#### DATASET ENTRIES ####

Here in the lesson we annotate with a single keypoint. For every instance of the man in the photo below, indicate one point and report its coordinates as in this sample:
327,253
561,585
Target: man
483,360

####

- [TASK PROMPT] Set down the full listing a second time, exactly as given.

- [RESULT FOR THIS TASK]
Here in the lesson we annotate with a single keypoint. For every instance of the man in the photo below, indicate one point and report its coordinates as in this sample:
327,253
561,585
Target: man
483,360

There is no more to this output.